● TASK DIRECTIONS: Report how many lines in the data below contain the string "world", treating uppercase and lowercase letters as different. Give only the number.
== DATA PROVIDED
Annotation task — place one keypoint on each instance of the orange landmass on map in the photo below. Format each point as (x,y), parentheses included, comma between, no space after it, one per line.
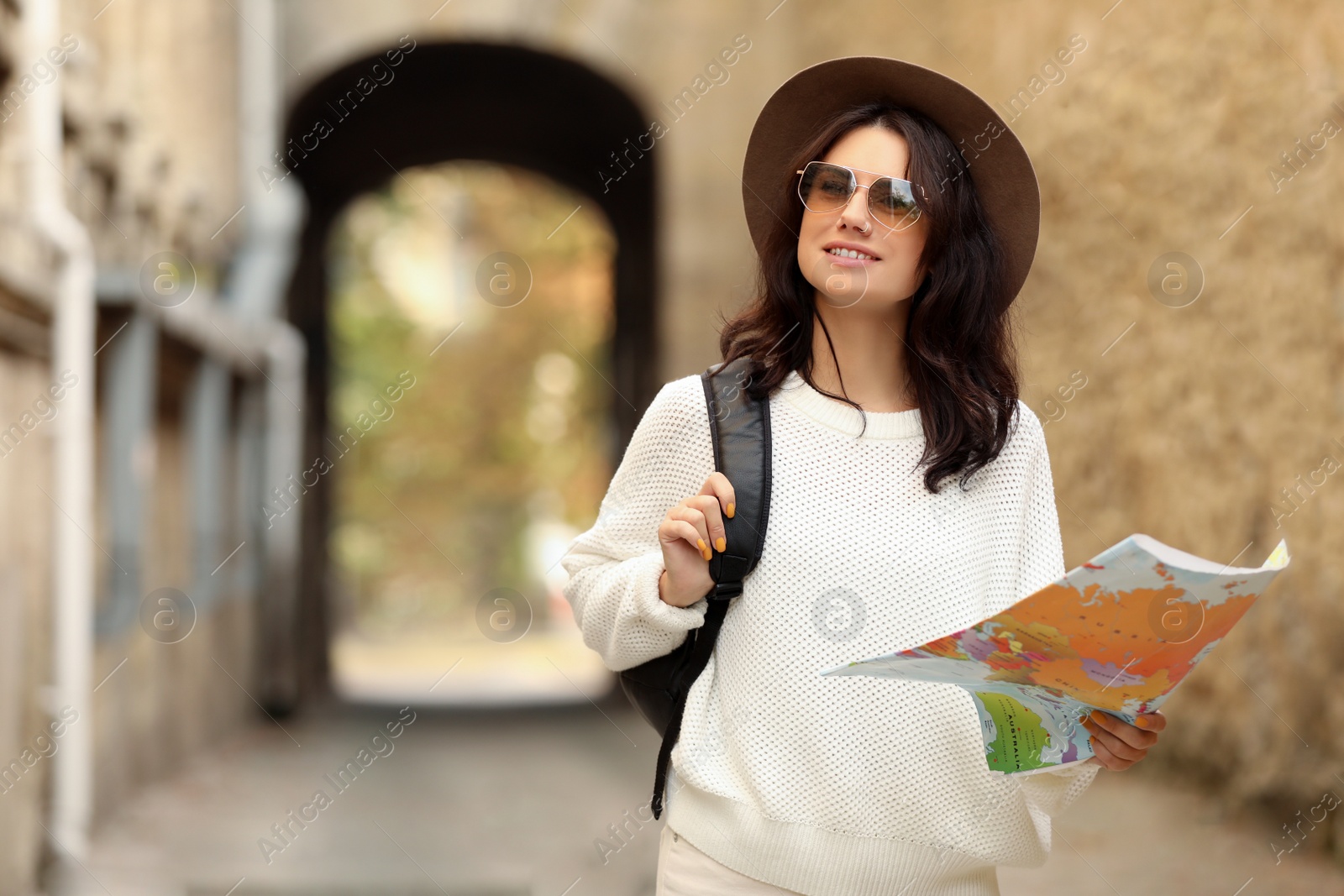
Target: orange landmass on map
(1115,631)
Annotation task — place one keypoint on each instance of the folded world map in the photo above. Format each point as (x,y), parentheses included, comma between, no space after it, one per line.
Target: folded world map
(1117,633)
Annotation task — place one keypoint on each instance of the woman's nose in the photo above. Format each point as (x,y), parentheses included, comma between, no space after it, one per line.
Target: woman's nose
(855,214)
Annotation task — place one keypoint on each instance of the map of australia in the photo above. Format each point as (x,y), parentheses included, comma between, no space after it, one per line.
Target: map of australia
(1117,633)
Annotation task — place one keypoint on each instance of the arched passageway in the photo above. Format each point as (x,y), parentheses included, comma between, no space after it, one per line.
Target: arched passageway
(418,105)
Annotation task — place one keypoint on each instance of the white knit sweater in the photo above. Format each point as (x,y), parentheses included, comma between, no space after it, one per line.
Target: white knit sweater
(835,786)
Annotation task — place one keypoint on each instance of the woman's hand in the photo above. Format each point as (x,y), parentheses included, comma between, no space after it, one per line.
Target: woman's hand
(689,535)
(1120,745)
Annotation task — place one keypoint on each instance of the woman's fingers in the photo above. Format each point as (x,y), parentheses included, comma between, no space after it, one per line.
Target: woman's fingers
(1108,759)
(696,519)
(719,486)
(674,530)
(1115,745)
(1126,732)
(709,506)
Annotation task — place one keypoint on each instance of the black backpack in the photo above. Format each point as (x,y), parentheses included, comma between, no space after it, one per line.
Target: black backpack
(739,427)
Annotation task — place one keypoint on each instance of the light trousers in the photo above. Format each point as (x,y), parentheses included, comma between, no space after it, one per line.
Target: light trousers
(685,871)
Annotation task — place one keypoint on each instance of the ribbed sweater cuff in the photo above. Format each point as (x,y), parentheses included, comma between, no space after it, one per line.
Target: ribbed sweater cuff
(816,862)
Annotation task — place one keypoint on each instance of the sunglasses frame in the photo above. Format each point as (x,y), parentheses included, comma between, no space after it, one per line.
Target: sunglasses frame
(855,187)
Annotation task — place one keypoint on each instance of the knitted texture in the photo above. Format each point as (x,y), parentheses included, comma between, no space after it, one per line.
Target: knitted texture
(835,786)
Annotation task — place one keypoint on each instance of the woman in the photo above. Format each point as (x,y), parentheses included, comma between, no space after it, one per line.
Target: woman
(882,340)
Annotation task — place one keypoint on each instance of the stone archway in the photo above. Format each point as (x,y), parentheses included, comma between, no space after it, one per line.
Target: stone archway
(433,102)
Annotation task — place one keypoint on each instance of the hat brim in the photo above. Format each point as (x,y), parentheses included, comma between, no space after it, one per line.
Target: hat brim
(999,165)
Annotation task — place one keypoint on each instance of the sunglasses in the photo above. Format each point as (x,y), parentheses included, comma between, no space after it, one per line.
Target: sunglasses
(827,187)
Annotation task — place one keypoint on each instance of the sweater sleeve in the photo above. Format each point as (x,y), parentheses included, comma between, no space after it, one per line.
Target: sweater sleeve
(615,567)
(1043,562)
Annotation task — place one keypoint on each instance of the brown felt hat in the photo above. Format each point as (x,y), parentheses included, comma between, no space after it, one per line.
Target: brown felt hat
(999,164)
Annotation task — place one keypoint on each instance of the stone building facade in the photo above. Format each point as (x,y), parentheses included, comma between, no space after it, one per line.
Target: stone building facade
(1210,417)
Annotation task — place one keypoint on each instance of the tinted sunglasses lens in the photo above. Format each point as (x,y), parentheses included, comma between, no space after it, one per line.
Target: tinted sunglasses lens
(826,187)
(893,203)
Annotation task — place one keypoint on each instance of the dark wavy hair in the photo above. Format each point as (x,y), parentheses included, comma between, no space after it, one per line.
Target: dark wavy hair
(960,348)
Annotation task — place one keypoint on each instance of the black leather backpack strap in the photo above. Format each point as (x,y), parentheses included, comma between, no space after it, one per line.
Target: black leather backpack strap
(739,429)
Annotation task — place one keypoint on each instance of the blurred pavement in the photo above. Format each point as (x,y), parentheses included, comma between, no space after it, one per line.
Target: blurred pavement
(468,802)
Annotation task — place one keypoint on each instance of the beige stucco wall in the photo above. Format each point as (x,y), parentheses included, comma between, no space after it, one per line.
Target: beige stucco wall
(1159,139)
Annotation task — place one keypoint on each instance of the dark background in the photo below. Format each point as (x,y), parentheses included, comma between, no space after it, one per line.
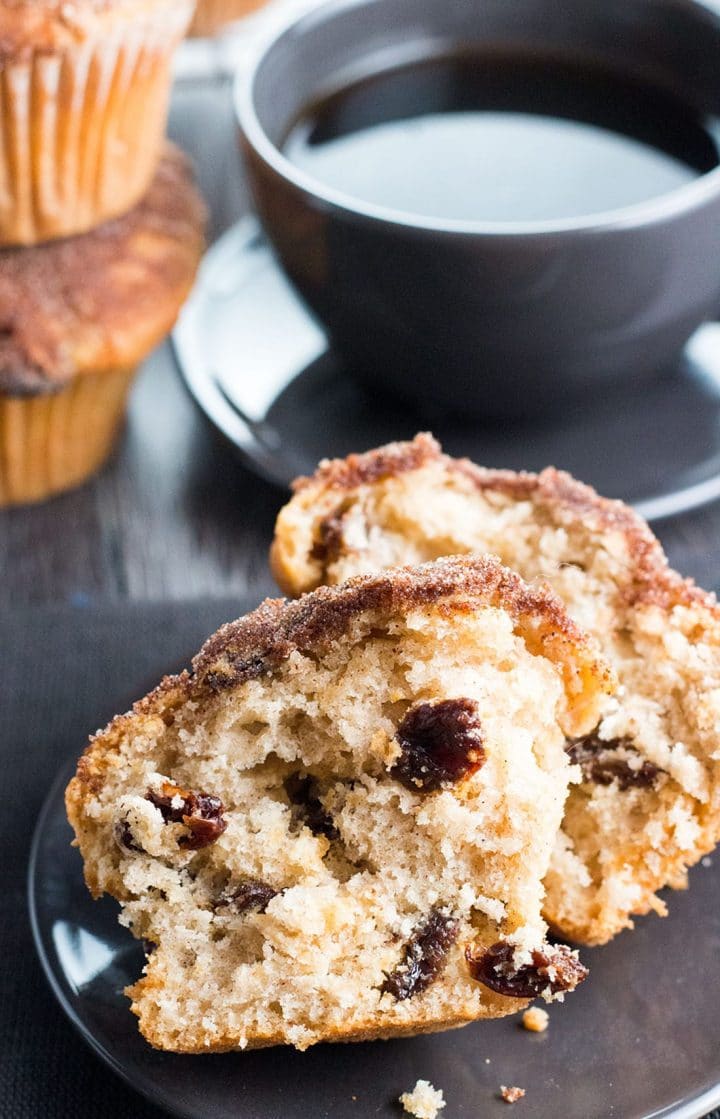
====
● THE COMPLETED TASK: 2